» **Exercise task**
Copy the lines of the material from the line containing "In this exercise you will find the flower cluster" through the end, requests included and pictures left out. Scale every answer coordinate by 1.6, rounding to whole numbers with halves rounded up.

» **Recorded data**
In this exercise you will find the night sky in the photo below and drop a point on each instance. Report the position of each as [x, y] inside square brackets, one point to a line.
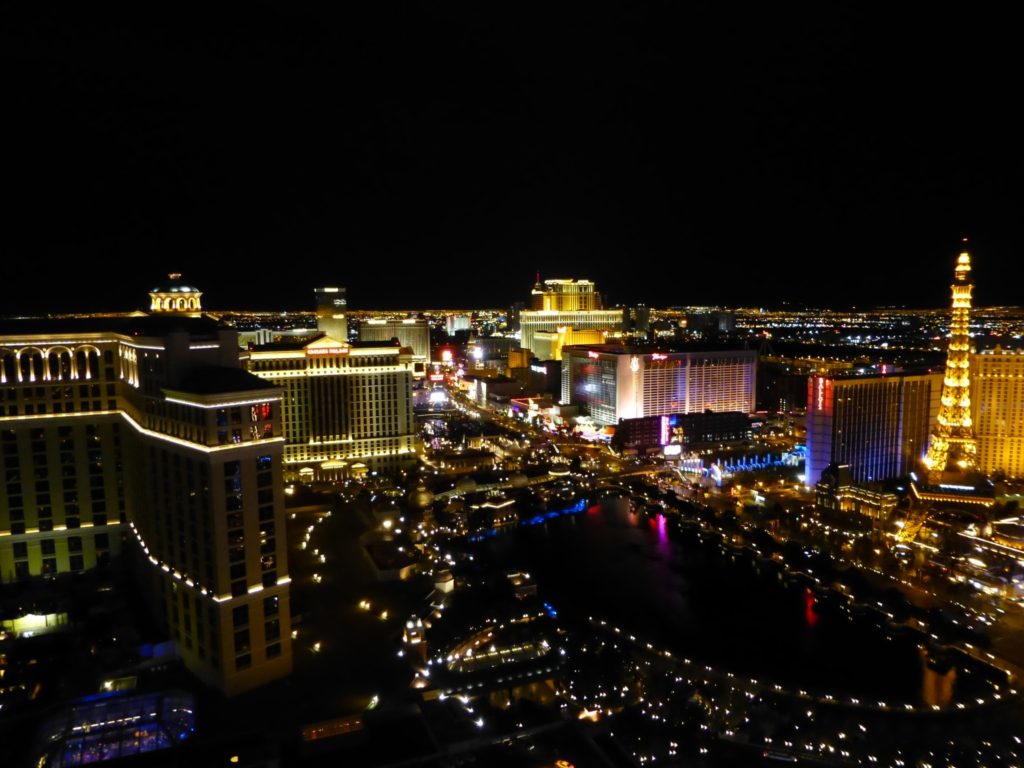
[439, 154]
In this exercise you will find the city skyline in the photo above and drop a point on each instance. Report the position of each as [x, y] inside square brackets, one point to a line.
[777, 158]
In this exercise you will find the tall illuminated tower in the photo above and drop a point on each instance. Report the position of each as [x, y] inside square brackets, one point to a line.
[952, 444]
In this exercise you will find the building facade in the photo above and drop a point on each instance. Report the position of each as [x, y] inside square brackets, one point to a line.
[564, 303]
[411, 332]
[878, 425]
[343, 404]
[565, 296]
[997, 410]
[147, 428]
[332, 305]
[613, 382]
[683, 429]
[548, 344]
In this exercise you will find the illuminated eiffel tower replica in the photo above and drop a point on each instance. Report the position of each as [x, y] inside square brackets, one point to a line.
[952, 446]
[951, 461]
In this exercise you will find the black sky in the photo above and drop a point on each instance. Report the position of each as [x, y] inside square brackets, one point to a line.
[438, 154]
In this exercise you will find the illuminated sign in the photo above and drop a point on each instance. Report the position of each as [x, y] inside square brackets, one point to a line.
[820, 393]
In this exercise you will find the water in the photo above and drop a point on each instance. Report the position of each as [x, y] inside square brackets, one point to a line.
[689, 597]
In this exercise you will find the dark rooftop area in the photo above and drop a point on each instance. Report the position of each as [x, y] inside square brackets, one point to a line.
[146, 325]
[216, 379]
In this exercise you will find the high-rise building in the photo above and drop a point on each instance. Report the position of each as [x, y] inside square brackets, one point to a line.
[997, 410]
[457, 323]
[878, 425]
[952, 445]
[344, 404]
[411, 332]
[548, 344]
[147, 427]
[565, 296]
[332, 305]
[559, 303]
[614, 382]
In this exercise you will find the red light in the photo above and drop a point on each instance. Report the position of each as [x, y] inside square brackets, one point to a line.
[809, 613]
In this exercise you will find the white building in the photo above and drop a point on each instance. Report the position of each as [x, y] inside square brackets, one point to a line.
[343, 404]
[614, 382]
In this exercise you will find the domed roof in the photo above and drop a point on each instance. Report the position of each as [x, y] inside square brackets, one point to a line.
[174, 284]
[420, 498]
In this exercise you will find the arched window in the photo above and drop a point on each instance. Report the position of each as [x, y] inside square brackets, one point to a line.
[8, 370]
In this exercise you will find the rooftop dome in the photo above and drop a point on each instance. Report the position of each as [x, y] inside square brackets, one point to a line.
[174, 284]
[176, 297]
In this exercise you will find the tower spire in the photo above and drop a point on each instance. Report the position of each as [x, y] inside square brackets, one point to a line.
[952, 444]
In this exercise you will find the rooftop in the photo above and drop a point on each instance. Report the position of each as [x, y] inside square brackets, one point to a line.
[142, 325]
[219, 380]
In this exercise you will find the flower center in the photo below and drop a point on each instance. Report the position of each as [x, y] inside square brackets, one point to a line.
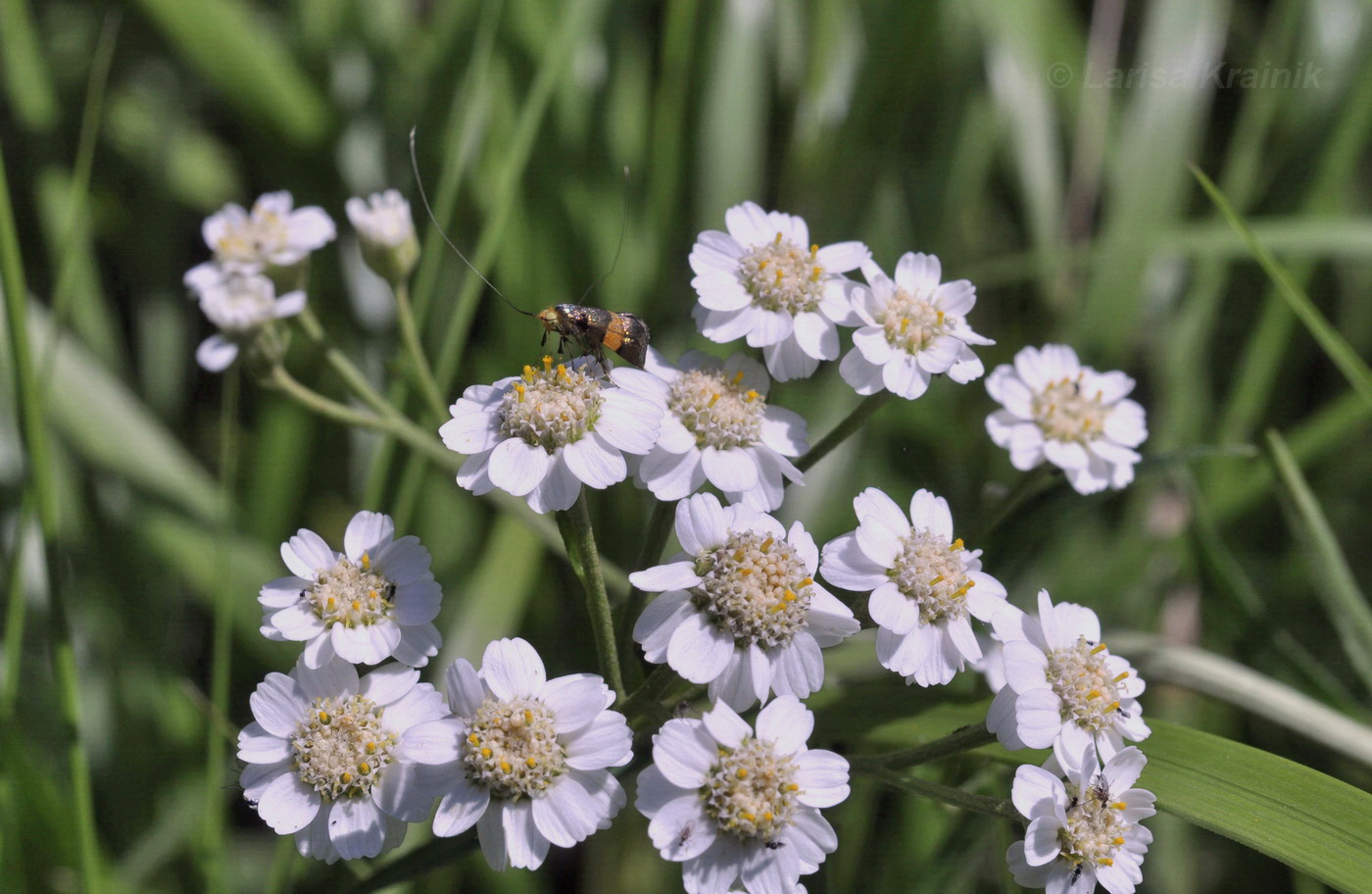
[716, 408]
[912, 323]
[1095, 827]
[935, 575]
[551, 407]
[1063, 412]
[352, 595]
[1080, 677]
[751, 791]
[755, 588]
[512, 747]
[340, 746]
[781, 274]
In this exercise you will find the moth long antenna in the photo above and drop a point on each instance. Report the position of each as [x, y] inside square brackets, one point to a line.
[623, 224]
[418, 183]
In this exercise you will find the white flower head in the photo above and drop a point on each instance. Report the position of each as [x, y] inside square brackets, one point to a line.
[914, 328]
[925, 585]
[1086, 828]
[740, 609]
[734, 807]
[271, 235]
[386, 232]
[764, 280]
[545, 432]
[1076, 418]
[719, 427]
[240, 305]
[1063, 688]
[374, 600]
[523, 759]
[322, 763]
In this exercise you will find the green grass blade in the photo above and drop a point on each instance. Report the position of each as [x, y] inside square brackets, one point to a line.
[1353, 367]
[1302, 818]
[1345, 603]
[244, 59]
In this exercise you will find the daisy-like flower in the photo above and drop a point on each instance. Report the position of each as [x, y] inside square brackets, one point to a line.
[374, 600]
[524, 759]
[240, 305]
[764, 280]
[1076, 418]
[1063, 688]
[740, 807]
[545, 432]
[915, 328]
[740, 609]
[271, 235]
[925, 585]
[1086, 828]
[321, 757]
[719, 428]
[386, 233]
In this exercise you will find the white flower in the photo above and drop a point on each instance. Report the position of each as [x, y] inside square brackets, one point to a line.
[544, 434]
[1063, 688]
[321, 757]
[524, 759]
[1084, 831]
[374, 600]
[271, 235]
[386, 232]
[719, 428]
[733, 807]
[914, 329]
[764, 280]
[741, 607]
[925, 585]
[1073, 417]
[240, 305]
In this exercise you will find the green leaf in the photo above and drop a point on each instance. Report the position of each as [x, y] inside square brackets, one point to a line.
[1289, 812]
[1334, 345]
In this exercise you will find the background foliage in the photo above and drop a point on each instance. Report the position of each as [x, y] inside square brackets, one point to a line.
[937, 126]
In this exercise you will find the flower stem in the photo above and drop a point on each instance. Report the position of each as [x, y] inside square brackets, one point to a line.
[844, 428]
[575, 524]
[1002, 808]
[415, 348]
[964, 739]
[655, 540]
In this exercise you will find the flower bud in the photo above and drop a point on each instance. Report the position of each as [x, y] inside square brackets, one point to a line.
[386, 233]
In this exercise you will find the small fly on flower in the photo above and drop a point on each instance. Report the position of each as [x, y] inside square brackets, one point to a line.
[589, 328]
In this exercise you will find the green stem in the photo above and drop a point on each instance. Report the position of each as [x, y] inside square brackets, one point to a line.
[1002, 808]
[575, 524]
[655, 540]
[418, 363]
[34, 437]
[221, 650]
[956, 742]
[844, 428]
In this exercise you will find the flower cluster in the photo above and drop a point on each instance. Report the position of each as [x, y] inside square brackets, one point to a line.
[345, 761]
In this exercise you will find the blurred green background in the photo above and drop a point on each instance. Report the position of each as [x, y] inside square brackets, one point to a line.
[976, 130]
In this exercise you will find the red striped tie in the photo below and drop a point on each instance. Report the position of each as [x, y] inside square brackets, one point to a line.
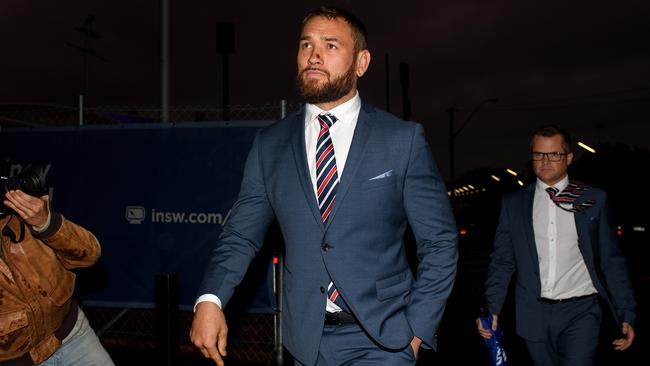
[327, 177]
[327, 180]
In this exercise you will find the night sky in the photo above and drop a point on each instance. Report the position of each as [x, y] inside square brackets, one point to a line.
[582, 64]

» **Finished answer**
In this exercise you will find the flower cluster in the photo above and drop a point on each instance. Report the position of each as [x, y] inside square brackets, one point to a line.
[552, 1218]
In this exercise you will find the blurred green background in the photo above and drop a point on each instance. Report the position of each as [x, y] inside square brackets, one point to a line.
[1562, 208]
In this exercise you will find the red striped tie in the photo below and drop a point on each instance. Report the position of each as [x, y] inside square brackets, one point to a line.
[523, 283]
[523, 288]
In this exercise you will find the night sky in the photo above and drop a point on each instance. Report the position of each as [x, y] inside square brackets, one point to a line.
[931, 102]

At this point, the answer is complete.